Source extract »
SIBA is only one part of the BVI’s hierarchical system of regulation, whereby primary legislation is supplemented by regulations and codes, which are issued by the BVI government and the FSC.
“SIBA establishes the framework for conducting financial business in the BVI and sets the overall tone for the regulation of these activities. The regulations and codes outline the specific requirements for entities engaged in various forms of investment and securities business,” explains Penn. This model gives the FSC a degree of flexibility in terms of how the legislation is implemented and allows it to be responsive to changes in the market.
The requirements for establishing and operating investment funds in the BVI are contained in the Mutual Fund Regulations, which was published at the same time as SIBA.
The FSC is in the process of consolidating its expanded regulatory remit through a series of amendments to its regulatory code, which outlines the specific requirements for businesses which need a licence to operate in the BVI, including locally-based fund managers and administrators.

Data provided »
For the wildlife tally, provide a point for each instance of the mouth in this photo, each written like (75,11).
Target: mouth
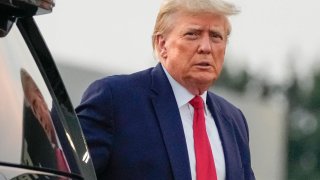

Your instructions » Write out the passage on BVI financial regulation above word for word, everything from "The FSC is in" down to "managers and administrators.".

Exercise answer »
The FSC is in the process of consolidating its expanded regulatory remit through a series of amendments to its regulatory code, which outlines the specific requirements for businesses which need a licence to operate in the BVI, including locally-based fund managers and administrators.